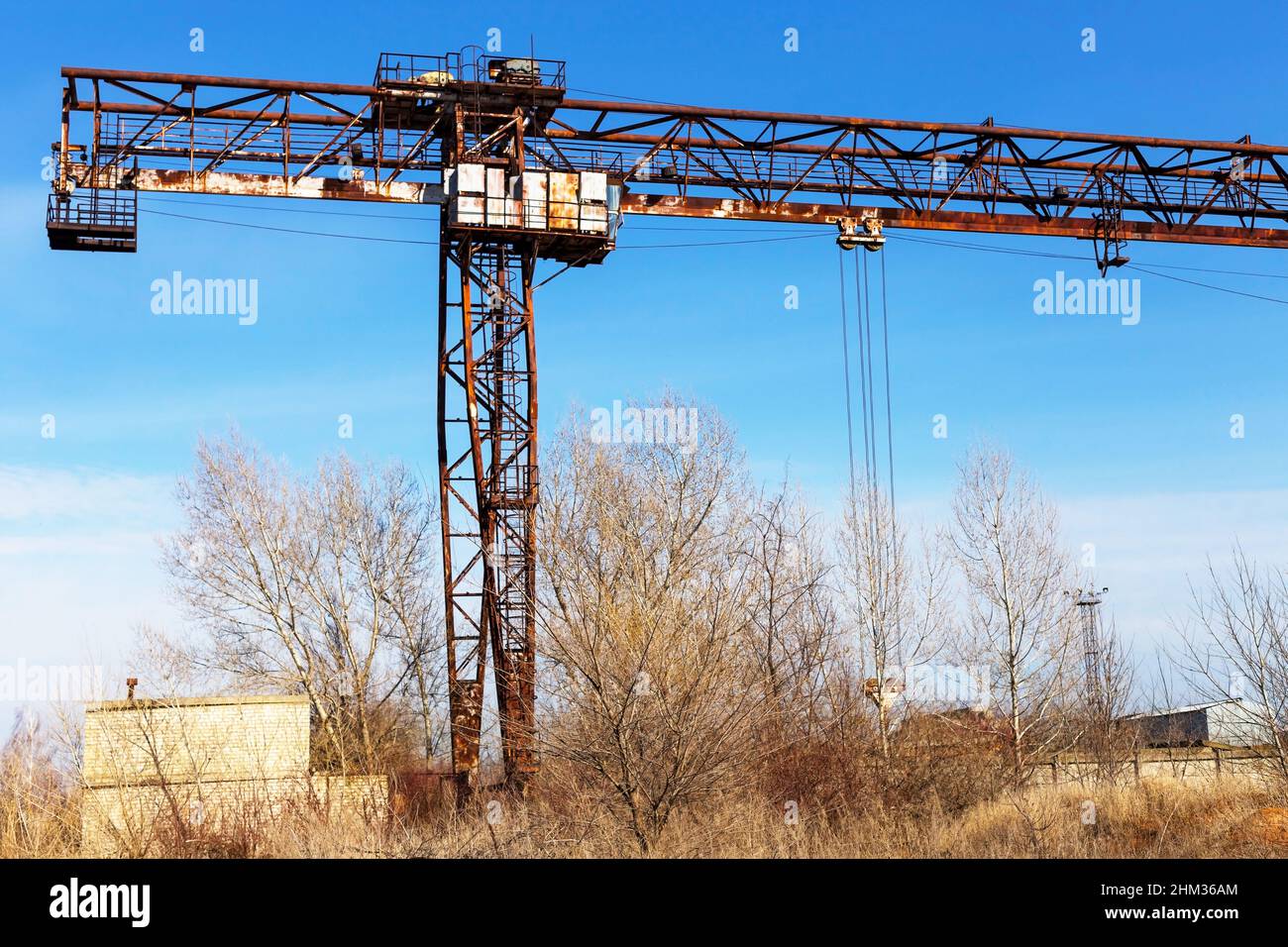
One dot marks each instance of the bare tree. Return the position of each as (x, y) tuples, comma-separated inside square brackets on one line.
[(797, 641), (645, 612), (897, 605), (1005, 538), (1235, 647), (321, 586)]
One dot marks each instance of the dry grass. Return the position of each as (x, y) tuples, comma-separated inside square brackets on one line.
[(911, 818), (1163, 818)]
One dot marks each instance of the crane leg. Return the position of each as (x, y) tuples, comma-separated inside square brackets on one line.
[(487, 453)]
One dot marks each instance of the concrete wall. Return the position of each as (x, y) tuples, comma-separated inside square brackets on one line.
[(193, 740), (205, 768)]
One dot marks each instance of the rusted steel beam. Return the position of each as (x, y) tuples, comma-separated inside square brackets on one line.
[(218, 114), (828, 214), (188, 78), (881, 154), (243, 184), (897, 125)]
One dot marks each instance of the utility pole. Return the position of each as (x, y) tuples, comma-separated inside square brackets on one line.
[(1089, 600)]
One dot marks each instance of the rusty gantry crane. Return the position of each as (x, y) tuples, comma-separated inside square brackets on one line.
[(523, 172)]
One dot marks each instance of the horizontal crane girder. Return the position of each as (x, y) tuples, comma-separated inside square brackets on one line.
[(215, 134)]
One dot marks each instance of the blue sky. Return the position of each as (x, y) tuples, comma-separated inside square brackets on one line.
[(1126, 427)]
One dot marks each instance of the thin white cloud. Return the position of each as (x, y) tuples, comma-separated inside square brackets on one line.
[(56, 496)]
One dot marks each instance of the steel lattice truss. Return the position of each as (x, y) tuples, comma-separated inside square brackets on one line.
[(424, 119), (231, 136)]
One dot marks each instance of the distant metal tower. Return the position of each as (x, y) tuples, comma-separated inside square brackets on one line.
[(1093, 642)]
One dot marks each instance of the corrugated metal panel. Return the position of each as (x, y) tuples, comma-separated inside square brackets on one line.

══════════

» **Work instructions**
Rewrite all of the lines above with every "instance" changed to "occurrence" and nothing else altered. Leave the pictures out.

» **Task response**
One dot marks each occurrence of the bare tree. Return the position of each as (x, y) tuples, comma-separated inside square brackets on one line.
[(797, 641), (645, 612), (897, 605), (1005, 538), (1235, 647), (321, 586)]
One dot marks each occurrence of the dry grass. Return the position of each as (x, y) tuples, comma-separated inside square brackets on one line.
[(911, 818), (1163, 818)]
One dot marks each occurrence of the crane leg. Return the position of each as (x, y) tuples, comma-separated inside square brackets on one line.
[(487, 453)]
One dot marks each occurrence of the concrete wall. Return the position of each as (x, y) tuples, comma-separated inside square brackets on one line.
[(193, 740), (205, 768)]
One dot marks each occurrence of the rusted steel beam. Return the position of each as (x, y) tuples, comma-separated inside square brackets on one line.
[(218, 114), (828, 214), (188, 78), (881, 154), (243, 184), (897, 125)]
One dot marks each occurrence of the utility pole. Return the position of each as (x, y) tuples, comma-separated inside square brackets on one line.
[(1089, 600)]
One dot marks each occurrence of the rusty gantry crane. Return the position of each as (x, y) tuples, comma-separated inside square brackets on one line.
[(523, 172)]
One dot marks each occurrence of the horizontal crane girder. Return the position of each as (x, y) tuples, comma-separated inside square brackets on one line.
[(215, 134)]
One dot marks each occurrence of the blue sky. Return the position of each as (x, y) tuples, comma-separated inside square brackets on one line.
[(1126, 427)]
One dot marks each occurrence of the thin white cloud. Return the position of each as (x, y) tuples, comma-separated inside square brackets on one line.
[(56, 496)]
One dot marks each occurrence of the steel lattice truss. Return the position of each as (x, y) tuples, comma-separated inside square brackets on one line.
[(424, 119), (231, 136)]
One dot marks each occurrence of the distant metal tower. Return the position of each as (x, y) tuples, comma-separated inside square brackets on one line.
[(1093, 642)]
One dot marks each occurrence of the corrugated metal panel. Return the position of each as (x, y) tuples, comma-separated inside square brackets on one line.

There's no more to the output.